● WHAT THE EXERCISE ASKS
Would it be possible to copy exactly the lines from the one containing "Could you point out the hazy" to the end of the entries, including both and nothing else?

● SOURCE DATA

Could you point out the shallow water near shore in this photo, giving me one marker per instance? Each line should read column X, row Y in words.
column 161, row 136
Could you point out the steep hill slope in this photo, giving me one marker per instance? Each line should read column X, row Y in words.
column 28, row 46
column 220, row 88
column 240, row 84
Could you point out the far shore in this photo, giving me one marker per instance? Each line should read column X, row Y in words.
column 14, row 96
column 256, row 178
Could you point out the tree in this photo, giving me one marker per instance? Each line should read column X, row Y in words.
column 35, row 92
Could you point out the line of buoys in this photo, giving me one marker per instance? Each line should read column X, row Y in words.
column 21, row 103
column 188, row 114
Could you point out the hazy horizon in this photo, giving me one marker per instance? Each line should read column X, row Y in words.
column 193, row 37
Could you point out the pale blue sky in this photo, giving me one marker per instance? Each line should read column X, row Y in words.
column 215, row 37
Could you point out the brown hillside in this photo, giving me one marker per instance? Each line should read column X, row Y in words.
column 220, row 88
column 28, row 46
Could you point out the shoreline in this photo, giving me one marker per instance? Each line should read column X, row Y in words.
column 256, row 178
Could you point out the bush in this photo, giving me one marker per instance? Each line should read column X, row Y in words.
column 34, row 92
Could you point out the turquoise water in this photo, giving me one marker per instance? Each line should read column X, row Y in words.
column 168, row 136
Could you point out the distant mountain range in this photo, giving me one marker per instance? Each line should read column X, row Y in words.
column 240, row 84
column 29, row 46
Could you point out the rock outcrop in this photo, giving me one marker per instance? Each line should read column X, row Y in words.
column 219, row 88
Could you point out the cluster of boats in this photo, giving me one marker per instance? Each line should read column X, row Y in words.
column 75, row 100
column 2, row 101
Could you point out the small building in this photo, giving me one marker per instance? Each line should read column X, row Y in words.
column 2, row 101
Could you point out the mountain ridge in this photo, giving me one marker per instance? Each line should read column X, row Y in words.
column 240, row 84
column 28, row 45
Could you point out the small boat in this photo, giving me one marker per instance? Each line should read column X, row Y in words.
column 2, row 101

● FINAL ANSWER
Could you point out the hazy horizon in this photo, giving me one marker per instance? Each line should read column X, row Y in words.
column 193, row 37
Could you point out the pale blue sky in this photo, giving me one marker per instance? Each line should read column X, row Y in words.
column 215, row 37
Could you point out the brown hillside in this photo, giving me one marker per instance? Each line should read column X, row Y in words.
column 220, row 88
column 28, row 46
Could you point out the shoreline in this photo, giving me one marker per instance? Each line should read column X, row Y in words.
column 256, row 178
Could you point out the bush in this photo, giving me one marker per instance? Each line should read column X, row Y in words.
column 34, row 92
Could you point out the turquoise water in this photo, giving me one marker per instance? Each line should read column X, row Y in words.
column 168, row 136
Could you point out the distant mountain range in this photo, giving me one marker per instance? Each line should read column X, row Y in words.
column 240, row 84
column 29, row 46
Could you point out the rock outcrop in this photo, giving me one marker per instance? Each line should read column X, row Y in words.
column 219, row 88
Could you point out the cluster of boats in this photo, giving me one marker per instance? Each line should read column X, row Y in words.
column 75, row 100
column 2, row 101
Could you point out the small building in this photo, giving me one marker per instance? Each line should read column X, row Y in words.
column 2, row 101
Could you point out the mountain ridge in this photo, giving me one marker per instance? Each line should read column X, row Y in words.
column 240, row 84
column 28, row 45
Could you point out the small boat in this photo, giving me one marker per instance? Each line should read column X, row Y in words.
column 2, row 101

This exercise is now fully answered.